■ Exercise task ■
Go through the listing and write out all of it exactly.

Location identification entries
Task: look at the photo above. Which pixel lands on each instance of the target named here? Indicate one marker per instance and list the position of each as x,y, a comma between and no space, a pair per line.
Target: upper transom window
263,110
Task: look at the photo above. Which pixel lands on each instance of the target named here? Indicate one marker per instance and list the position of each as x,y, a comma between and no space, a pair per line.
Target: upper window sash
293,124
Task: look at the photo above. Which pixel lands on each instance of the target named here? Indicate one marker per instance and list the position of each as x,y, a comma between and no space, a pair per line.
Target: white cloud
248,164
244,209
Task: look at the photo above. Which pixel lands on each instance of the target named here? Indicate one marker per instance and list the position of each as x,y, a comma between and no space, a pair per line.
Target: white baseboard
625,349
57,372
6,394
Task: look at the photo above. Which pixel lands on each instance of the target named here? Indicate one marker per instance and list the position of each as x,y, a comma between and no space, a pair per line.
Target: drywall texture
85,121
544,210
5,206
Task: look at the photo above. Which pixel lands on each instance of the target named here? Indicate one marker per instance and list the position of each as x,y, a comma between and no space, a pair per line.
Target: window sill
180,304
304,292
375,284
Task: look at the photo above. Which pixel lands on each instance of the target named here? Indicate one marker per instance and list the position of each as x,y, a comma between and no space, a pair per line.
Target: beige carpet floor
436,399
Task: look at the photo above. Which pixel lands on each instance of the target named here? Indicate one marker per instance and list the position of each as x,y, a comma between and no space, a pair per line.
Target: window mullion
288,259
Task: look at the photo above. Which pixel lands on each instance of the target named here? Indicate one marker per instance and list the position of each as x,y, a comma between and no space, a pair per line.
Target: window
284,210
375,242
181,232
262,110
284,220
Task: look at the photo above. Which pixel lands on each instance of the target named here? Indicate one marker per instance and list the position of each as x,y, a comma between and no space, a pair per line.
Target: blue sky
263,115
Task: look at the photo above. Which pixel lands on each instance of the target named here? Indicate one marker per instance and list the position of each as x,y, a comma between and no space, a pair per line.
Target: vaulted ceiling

■ Full answer ■
Task: look at the photo above. Which pixel lands on each instance of the target named here? Indicate one marker per instance and list the position of each as x,y, a comma between and no space, a pair per line.
Target: upper transom window
263,110
Task: look at the photo above. Which pixel lands on each instance of the target named here? Indicate one marker per instance and list the position of each as x,y, a comma between and no space, a pair per line.
Target: upper window sash
293,124
Task: look at the photo above. Which pixel lands on each instance of the target named here? Indicate one marker per instance and list the position of each as x,y, a comma between and no space, a pair per line.
Target: white cloud
248,164
244,209
Task: look at the photo above. Which pixel lands on each instance of the target named here? Indicate one marker per instance and list the position of each as x,y, a comma between and no space, a pair per line.
Target: white baseboard
625,349
57,372
6,394
Task: look at the photo above. Which pixel lands on each instance of the target named here? Indicate one marker per instance and list the position of each as x,y, a comma between and no space, a pair per line.
Target: drywall texture
85,121
544,210
5,206
Task: look at the photo above. Which pixel lands on each instance of the target named here? Indicate one marker per instance and list the position of each as x,y, a comma between and no space, a pair per line.
Target: window sill
180,304
304,292
375,284
Task: look at the photo above. Which pixel lands on each instance of the target named here? Indicate one marker per instance and list the position of each as x,y, a comma between and no space, a pair per line.
Target: beige carpet floor
436,399
Task: look at the photo above. Which pixel lands on each instance of the target named here? Indicate one marker per instance and list the position of each as x,y, a comma between and no space, a pair per line.
Target: window mullion
288,259
Task: look at the photo above. Which pixel lands on each instance of the target named here? Indicate one marker per instance and list the position of each as x,y, a comma between and no space, a pair per line.
Target: window
284,210
375,242
181,232
262,110
284,220
Task: look at the photo above. Which pixel lands on each instance of the target named here? Indicate one marker per instance and list the position of each as x,y, a comma between and no space, a pair per line.
Target: blue sky
263,115
Task: look at the photo above. Which pixel lands on each instance of the target named here? Indicate one marker per instance and list the position of each as x,y, a comma between and no space, a pair per line.
Target: vaulted ceiling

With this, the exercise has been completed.